Most of the time, however, racism doesn’t manifest itself that overtly. “I haven’t ever had to fear for my own or my family’s well-being,” Jessica Zhou, a 20-year-old Subtle Asian Traits member from Torrance, California said. “But I think a lot of my friends and I have stories of being side-eyed during school lunch because of the food that their parents packed, being mocked with pulled eyes or pseudo-Chinese.”
In fact, these experiences with micro-aggressions often make it difficult for Asian people to fully enjoy humor. “When it comes to Asian-related humor, you’re used to being the butt of the joke,” Kim said.
Subtle Asian Traits, therefore, is a space where Asian people can finally escape these racial stereotypes and engage in humor that isn’t demeaning. “This is an Asian community safe space,” Anderson explained.
Some people, however, have criticized the group for reinforcing racial stereotypes. For example, memes that make fun of high-achieving Asian parents could be seen as perpetuating the stereotype that Asian people are ruthlessly ambitious.
However, most of the people I spoke to did not think that the memes were playing into racist tropes. If anything, they felt that they subverted stereotypes. “We are illustrating to people that these stereotypes don’t necessarily define us,” Khoo said.
But even for the stereotypes that do ring true, they don’t carry the sting of a racism simply because they’re being spoken about in a community that predominantly consists of Asian people.
“Most of these stereotypes have a grain of truth in there,” Kim told us. “But we’ve never had ownership of them before.”
Kim explained that if a non-Asian person makes a joke about Asian people being hyper-competitive, it’s degrading because it doesn’t come from a place of shared experience and mutual understanding.
“But when we joke about it with each other, it comes from a place of understanding,” she explained. “There’s no shame in laughing about how our parents stored all the plastic bags, or how we chug bubble tea. Like, we all experienced it. And we’re taking ownership of it.”
‘A space where you can just feel like yourself’
With more than 200,000 members, Subtle Asian Dating is one of the more popular spinoff groups from Subtle Asian Traits. In Subtle Asian Dating, people post photos of themselves or their single friends for the purpose of finding dates.

--- Listing ---
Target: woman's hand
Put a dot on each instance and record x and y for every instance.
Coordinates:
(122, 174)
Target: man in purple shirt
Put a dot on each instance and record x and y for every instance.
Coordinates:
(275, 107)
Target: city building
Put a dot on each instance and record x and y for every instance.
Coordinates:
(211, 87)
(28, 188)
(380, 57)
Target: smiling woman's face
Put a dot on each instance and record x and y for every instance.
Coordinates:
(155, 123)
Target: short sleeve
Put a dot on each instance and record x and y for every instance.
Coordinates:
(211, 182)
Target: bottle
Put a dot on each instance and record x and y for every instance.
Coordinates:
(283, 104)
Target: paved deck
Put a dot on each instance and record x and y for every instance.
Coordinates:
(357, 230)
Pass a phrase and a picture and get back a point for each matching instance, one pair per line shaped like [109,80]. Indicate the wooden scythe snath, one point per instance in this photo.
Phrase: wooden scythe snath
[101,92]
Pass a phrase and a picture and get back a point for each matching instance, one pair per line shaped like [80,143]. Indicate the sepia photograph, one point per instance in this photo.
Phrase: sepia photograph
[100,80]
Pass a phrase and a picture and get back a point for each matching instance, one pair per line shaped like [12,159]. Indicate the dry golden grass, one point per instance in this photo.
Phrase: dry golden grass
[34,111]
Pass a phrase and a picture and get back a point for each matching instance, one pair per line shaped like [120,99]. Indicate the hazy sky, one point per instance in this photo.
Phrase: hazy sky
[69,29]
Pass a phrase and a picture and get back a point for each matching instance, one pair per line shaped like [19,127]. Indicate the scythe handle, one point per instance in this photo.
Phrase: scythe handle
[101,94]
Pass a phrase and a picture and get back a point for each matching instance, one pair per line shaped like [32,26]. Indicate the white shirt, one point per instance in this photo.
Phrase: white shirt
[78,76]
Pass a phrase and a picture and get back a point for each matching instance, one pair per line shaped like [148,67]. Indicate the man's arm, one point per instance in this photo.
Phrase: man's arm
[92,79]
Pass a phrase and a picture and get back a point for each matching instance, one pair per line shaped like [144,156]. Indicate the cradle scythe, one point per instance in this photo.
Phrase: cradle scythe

--- Exercise ---
Pick up the piece on the Subtle Asian Traits groups after its final sentence and keep writing. The data that comes after the text has no connection to it.

--- Task result ---
While the group mostly consists of friends roasting each other and people thirsting over Instagram models with six-pack abs, Subtle Asian Dating also serves an important role as a safe space. After all, many sexual stereotypes pervade the Asian community and Asian women are often fetishizedwhile Asian men are often emasculated.
“It’s nice to be in a place where you can post a photo of yourself and know that you’re not the joke,” Kim explained. “You’re so used to being fetishized or being the laughingstock, being oversexualized or being told you’re ugly. This is a space where you can just feel like yourself.”
Out of curiosity, I posted about myself on Subtle Asian Dating. My experience was similar to what Kim described. I received over 400 comments, but none of them were racist or fetishizing. In fact, most were respectful and kind. This stands in stark contrast to most of my experiences on apps like Tinder and Bumble, where I’ve grown accustomed to remarks like “You’re pretty for an Asian girl” or “Is it true that Asian girls are tight?”
Anderson, who is a moderator of Subtle Asian Dating, said that this is one of the reasons why so many people are joining both Subtle Asian Traits and Subtle Asian Dating.
“This is definitely something that people have been looking for,” he said. “It’s an alternative to more traditional places like Tinder. As we all know, we can run into problems with that — creepy people, yellow fever people, all that.”
‘No matter where we are in this world, we never fully belong’
For Asian people growing up in Western countries, it can be extremely difficult reconciling two identities, especially when they so often come in conflict with each other.
In Western countries, we are often stereotyped as perpetual foreigners — asked if we speak English, catcalled with “ni hao,” and portrayed as exotic. But in Asian countries, we are often seen as whitewashed, and mocked for our mediocre grasp of Chinese and lack of knowledge of cultural norms. As a result, we can often feel like we don’t fully belong anywhere.
Matt Liu, a 28-year-old Subtle Asian Traits member from Houston, described it as “trying to cling to two different trains moving in opposite directions.”
“Our identity is based on a state of duality,” Liu explained. “Being an American that never gets taken as American, and being Chinese but barely understanding the language and not being able to pass for Chinese either.”
In fact, many of the people I spoke with echoed this feeling of never quite fitting in anywhere. “We go to school in a Westernized world where we feel like one person, and then we go home to our Asian culture and feel like another,” Khoo said. “It’s almost like if you are two people but not truly a full member of either culture.”
“No matter where we are in this world, we never fully belong,” Kim said.
And this narrative of the immigrant, suspended between two different countries and two vastly different cultures, is one that has been relatively unexplored up until now. While there are many stories about Asian people living in Asia and white people living in America, there is an enormous dearth when it comes to stories about Asian-American people living in America.
“We didn’t grow up learning the narrative of the people who immigrated,” Liu said. “We are not only living those lives right now. We’re also writing the narrative.”
On Subtle Asian Traits, people are attempting to write this narrative and bridge the gap between the two cultures through the medium of memes. For example, Zhou pointed to the “chi fan le/qi chuang le” seagull memes that make fun of the way Chinese parents would yell at their children to come out of their room.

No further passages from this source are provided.